→ **Exercise description**: Will you reproduce the rows, requests included, starting at the first row and stopping after the line that contains "0, 294, 701, 339"? Scale every box coordinate in the answers by 1.75 and round to whole numbers with halves going up, but leave the requests as they are.

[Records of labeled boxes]
☆ ☆ ☆

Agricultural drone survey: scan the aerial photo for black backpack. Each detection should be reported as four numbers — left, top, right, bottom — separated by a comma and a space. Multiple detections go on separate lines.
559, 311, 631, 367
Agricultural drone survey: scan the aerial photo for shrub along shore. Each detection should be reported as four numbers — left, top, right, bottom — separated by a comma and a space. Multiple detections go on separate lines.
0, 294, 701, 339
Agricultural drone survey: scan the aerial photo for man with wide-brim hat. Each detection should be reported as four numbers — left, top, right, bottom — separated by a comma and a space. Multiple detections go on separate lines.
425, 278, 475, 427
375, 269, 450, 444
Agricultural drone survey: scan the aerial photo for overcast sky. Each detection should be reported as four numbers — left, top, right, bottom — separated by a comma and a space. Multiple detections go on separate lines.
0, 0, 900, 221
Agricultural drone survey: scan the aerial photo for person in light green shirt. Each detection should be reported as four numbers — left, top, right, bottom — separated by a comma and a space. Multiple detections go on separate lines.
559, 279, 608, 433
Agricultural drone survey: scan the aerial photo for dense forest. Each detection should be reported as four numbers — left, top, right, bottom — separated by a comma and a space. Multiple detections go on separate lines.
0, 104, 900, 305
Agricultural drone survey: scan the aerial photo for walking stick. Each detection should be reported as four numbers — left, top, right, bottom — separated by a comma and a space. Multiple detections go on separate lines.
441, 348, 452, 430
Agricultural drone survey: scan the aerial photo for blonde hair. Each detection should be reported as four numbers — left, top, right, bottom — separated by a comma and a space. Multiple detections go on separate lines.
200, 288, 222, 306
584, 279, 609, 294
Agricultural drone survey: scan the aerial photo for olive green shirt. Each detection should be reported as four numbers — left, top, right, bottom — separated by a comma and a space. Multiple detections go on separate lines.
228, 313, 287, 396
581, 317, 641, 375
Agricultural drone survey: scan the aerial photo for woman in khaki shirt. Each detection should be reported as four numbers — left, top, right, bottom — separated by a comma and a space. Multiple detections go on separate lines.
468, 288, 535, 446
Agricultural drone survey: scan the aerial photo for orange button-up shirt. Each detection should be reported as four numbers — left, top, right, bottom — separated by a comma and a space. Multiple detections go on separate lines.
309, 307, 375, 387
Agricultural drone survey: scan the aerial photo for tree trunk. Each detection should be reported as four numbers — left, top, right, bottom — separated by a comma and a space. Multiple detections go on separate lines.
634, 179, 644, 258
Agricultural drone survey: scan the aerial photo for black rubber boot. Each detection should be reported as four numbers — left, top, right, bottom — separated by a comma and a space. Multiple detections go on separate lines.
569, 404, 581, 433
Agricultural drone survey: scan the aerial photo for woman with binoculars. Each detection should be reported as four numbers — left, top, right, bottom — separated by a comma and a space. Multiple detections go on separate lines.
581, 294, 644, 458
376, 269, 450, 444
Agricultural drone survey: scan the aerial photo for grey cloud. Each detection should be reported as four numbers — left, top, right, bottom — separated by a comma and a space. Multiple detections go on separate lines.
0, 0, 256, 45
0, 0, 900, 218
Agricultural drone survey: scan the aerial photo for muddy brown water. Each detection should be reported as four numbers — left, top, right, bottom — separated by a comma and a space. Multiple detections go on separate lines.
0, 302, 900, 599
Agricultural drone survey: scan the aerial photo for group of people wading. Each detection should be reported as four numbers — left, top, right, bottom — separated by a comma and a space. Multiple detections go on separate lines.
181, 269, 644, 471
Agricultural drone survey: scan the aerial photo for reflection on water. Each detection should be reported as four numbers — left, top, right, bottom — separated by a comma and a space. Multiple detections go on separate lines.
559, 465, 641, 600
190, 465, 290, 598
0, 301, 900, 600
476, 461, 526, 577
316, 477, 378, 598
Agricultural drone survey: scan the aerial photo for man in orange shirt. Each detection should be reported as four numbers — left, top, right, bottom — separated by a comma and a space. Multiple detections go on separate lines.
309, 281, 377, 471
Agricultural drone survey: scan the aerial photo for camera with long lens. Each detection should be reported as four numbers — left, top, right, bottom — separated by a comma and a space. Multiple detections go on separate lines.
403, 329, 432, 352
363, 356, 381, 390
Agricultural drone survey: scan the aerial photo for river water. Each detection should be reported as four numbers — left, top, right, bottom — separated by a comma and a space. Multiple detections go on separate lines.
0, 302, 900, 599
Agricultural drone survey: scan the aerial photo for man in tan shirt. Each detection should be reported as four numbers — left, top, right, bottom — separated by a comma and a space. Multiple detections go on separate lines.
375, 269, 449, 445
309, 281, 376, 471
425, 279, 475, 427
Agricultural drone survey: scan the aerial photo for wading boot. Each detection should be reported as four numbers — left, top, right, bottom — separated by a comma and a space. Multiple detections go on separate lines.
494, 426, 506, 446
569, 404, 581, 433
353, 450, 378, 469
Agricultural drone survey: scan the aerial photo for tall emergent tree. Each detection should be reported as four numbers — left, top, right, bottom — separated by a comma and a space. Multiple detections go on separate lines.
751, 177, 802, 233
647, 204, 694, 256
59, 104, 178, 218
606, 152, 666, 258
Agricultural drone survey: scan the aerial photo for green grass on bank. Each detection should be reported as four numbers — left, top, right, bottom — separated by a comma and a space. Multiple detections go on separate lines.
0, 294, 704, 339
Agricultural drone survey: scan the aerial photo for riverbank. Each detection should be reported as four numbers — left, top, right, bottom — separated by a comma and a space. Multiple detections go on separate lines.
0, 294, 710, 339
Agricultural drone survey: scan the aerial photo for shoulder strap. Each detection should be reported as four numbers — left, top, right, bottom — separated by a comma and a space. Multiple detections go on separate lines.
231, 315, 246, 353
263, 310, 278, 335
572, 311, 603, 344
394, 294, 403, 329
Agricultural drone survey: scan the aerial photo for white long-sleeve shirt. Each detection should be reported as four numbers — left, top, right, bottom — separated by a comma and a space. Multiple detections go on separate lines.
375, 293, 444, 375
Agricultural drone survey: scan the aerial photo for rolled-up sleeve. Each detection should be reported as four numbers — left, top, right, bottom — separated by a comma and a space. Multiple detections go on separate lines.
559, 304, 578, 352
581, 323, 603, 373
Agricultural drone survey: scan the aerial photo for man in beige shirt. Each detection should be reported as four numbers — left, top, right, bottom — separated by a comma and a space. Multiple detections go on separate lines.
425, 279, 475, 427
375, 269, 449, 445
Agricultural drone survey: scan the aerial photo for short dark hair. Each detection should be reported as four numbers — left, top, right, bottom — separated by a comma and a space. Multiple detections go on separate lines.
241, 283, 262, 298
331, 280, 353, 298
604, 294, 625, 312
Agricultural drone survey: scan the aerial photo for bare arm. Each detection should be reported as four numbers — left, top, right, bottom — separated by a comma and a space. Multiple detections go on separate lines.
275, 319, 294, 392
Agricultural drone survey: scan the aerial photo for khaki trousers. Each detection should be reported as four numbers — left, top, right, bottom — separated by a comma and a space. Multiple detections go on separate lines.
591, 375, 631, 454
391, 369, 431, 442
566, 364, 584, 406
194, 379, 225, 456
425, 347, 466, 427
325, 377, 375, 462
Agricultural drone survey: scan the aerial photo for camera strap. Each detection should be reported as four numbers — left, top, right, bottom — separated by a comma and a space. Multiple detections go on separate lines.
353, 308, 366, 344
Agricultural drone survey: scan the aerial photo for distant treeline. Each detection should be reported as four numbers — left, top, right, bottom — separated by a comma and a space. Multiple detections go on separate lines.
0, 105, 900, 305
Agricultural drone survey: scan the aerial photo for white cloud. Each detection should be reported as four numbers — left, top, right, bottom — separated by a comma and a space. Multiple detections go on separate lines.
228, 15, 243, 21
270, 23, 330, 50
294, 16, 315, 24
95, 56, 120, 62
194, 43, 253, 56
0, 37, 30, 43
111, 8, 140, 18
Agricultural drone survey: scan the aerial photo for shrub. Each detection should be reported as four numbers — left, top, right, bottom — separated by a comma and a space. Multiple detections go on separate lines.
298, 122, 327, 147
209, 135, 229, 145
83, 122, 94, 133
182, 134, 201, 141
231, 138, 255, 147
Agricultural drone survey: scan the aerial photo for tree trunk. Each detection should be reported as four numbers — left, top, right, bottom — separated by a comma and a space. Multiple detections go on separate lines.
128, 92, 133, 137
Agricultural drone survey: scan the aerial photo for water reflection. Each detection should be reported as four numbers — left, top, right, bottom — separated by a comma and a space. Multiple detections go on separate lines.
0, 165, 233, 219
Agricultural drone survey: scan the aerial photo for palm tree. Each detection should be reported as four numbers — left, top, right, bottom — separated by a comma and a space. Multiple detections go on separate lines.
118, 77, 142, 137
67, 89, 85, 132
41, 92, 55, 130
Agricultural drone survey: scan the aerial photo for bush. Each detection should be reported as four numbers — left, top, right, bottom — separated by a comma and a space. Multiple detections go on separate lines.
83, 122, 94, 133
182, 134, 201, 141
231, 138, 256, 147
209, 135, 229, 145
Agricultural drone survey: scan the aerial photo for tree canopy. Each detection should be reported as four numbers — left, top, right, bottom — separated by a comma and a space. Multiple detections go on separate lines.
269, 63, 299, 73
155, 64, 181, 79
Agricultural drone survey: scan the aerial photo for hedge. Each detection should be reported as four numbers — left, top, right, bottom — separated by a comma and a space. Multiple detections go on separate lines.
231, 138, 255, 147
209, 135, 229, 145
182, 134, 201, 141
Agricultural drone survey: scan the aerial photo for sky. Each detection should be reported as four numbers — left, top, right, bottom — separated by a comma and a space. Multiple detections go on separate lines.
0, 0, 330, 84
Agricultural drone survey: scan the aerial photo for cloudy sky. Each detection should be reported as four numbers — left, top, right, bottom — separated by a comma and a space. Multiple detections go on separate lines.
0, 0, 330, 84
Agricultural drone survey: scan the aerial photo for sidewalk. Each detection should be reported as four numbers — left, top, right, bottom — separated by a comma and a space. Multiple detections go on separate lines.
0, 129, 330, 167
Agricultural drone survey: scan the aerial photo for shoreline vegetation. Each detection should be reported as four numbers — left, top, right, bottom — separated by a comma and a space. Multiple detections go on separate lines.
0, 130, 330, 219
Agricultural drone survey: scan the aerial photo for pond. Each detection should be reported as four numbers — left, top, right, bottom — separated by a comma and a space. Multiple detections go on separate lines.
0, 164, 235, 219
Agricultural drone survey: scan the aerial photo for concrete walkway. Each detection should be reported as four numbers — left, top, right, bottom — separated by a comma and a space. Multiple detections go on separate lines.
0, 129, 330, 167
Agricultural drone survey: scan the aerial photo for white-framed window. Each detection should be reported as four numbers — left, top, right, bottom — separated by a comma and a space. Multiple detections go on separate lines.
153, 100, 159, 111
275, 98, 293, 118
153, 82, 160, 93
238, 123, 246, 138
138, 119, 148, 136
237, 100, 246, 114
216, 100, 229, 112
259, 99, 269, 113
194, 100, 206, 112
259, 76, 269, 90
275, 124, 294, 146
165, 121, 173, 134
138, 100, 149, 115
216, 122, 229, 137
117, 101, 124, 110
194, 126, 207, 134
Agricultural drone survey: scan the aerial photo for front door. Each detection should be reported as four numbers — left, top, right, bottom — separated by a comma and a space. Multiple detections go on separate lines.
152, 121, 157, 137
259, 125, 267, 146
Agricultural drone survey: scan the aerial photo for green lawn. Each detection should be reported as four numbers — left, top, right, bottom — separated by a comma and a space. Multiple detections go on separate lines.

☆ ☆ ☆

→ **Task answer**:
Agricultural drone survey: scan the aerial photo for black backpack. Each detection should be reported as four numbers — left, top, right, bottom — separated by a comma and a space. Multiple detections go on separate lines.
978, 544, 1104, 642
Agricultural drone survey: scan the aerial photo for shrub along shore. Each detection should be reported as four numbers — left, top, right, bottom — separated by a comma and a space. Multiple detections go on separate lines.
0, 515, 1227, 593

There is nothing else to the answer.